Every line of the data below must be given again exactly.

(DATASET RECORDS begins)

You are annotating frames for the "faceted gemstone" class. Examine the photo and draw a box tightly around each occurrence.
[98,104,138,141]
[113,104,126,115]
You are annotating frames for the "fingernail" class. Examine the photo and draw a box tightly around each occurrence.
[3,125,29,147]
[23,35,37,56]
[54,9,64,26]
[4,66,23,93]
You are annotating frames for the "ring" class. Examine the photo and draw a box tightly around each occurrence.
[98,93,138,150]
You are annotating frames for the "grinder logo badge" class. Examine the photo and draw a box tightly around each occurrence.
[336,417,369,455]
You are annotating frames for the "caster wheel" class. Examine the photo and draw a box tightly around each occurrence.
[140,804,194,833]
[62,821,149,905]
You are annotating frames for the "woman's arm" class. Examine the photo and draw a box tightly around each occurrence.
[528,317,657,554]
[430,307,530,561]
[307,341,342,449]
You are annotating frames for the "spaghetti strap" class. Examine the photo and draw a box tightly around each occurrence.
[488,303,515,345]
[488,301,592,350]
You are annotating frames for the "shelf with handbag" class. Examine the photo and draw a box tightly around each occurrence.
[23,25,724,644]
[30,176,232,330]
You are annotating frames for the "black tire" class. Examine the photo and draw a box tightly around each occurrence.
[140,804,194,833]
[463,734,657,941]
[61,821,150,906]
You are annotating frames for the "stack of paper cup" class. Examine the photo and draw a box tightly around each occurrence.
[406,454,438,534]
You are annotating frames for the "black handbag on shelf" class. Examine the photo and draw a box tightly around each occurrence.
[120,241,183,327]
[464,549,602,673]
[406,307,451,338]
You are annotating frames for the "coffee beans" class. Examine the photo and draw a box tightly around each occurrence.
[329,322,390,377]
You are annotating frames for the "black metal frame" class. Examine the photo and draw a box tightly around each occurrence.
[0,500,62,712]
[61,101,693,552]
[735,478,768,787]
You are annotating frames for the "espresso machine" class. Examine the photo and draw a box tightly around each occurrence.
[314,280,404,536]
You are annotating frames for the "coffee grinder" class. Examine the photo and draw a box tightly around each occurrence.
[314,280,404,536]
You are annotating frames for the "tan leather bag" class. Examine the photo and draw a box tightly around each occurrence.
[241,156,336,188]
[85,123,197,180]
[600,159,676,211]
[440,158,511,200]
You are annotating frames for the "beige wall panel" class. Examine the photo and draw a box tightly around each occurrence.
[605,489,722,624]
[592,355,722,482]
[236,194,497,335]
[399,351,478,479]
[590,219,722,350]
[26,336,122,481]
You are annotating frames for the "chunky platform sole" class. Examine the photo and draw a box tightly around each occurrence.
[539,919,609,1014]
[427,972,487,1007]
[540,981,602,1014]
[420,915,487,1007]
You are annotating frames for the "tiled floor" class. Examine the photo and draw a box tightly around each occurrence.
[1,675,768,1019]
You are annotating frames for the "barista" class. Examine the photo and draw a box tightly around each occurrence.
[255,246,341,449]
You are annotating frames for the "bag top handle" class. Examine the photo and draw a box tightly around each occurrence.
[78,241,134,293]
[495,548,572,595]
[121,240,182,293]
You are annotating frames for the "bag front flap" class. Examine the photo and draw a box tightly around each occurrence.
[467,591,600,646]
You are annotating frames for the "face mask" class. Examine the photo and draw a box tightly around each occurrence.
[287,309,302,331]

(DATASET RECORDS ends)

* _TASK ANSWER_
You are annotating frames for the "faceted gemstone" class. Examine the photo and draw a box tightly around each occurrence.
[98,104,138,141]
[113,104,126,115]
You are annotating frames for the "fingernail" class. Examine the photo and draw a box tightly around each occurrence.
[3,125,29,147]
[23,35,37,56]
[54,9,64,26]
[4,66,23,93]
You are annotating frames for the "ring" class. Examine the photo and draw a box tightly around each occurrence.
[98,93,138,150]
You are annotating frames for the "grinder logo badge" class. Examine the photo and draw a box tightly around each occurrence.
[336,417,369,455]
You are annotating frames for the "caster wheel" class. Examine the photo and draw a box tightly around each occurrence.
[140,804,194,833]
[62,821,149,905]
You are annotating frames for the "woman's arm" class. Examine the photo and draw a box tightly around each occurrence.
[528,317,657,554]
[430,307,530,561]
[307,341,342,449]
You are annotating frames for the "spaghetti strap" class. Examine the photo and draw a box tightly around each occurrence.
[488,303,515,345]
[488,301,592,350]
You are annotating frames for the "shelf with handbag" class. Examine the photo and draw a box tightly around each occurrence.
[23,25,724,644]
[30,176,232,330]
You are annotating frames for the "black tire" class. Examine the photo and draw a box tightly around each occurrence.
[140,804,194,833]
[463,734,657,941]
[61,821,150,906]
You are annotating frames for the "stack of paper cup" class. Examine the photo and draw a box tightly around each occurrence.
[406,454,438,534]
You are annotating frames for the "black handbag on shelf" class. Examine the photo and draw a box tightly around each occurrence.
[120,241,183,327]
[464,549,602,673]
[406,307,451,338]
You are annotating frames for the "coffee beans" class. Examine the photo and draw a box tightly around each occurrence.
[329,322,390,377]
You are annotating frames for the "black metal frame" class. Examine the photo and draw a box tightly around each occurrence.
[0,500,62,712]
[61,101,693,552]
[735,478,768,787]
You are annotating frames for the "espresso machine" class. Examine the photo and draw a box tightly around each occurrence.
[314,280,404,536]
You are annotating frames for the "coffee grinder" class. Examine the photo and draw a box tightly around each occurrence.
[314,280,404,536]
You are annotating frames for the "tan leather bag" class. Examine the photo and draw a box tightly around each occurrence.
[241,156,336,188]
[85,123,197,180]
[600,159,676,211]
[440,158,511,200]
You are annotating frames for the "beige wall panel" class. Examine the photo and draw a box tightly around each occurrence.
[605,489,722,624]
[592,355,722,482]
[236,194,497,335]
[399,351,478,479]
[590,219,722,350]
[26,336,122,481]
You are annotating frames for the "chunky platform sole" class. Examine the photo and draw a box tightly around each occurrence.
[539,919,609,1014]
[427,972,487,1007]
[540,981,602,1014]
[420,915,487,1007]
You are annotating frames for the "tiled floor" class. Examine the photo and draw a box tightly around each occurrence.
[1,675,768,1019]
You are annotating frames for the "barista" class. Examine the photo and draw a box tightly around each occurrence.
[255,246,341,449]
You are annotating frames for the "bag top handle" class. Examine the photo and draw a box tightly around each occurrence.
[78,241,134,293]
[495,548,572,595]
[121,240,182,293]
You are annotating frames for the "bag front flap" class. Examine the photo and draw a box tightly around each occurrence.
[467,591,600,646]
You are annotating frames for the "face mask" class. Examine the photo and draw a box tightly around each occurrence.
[287,309,302,331]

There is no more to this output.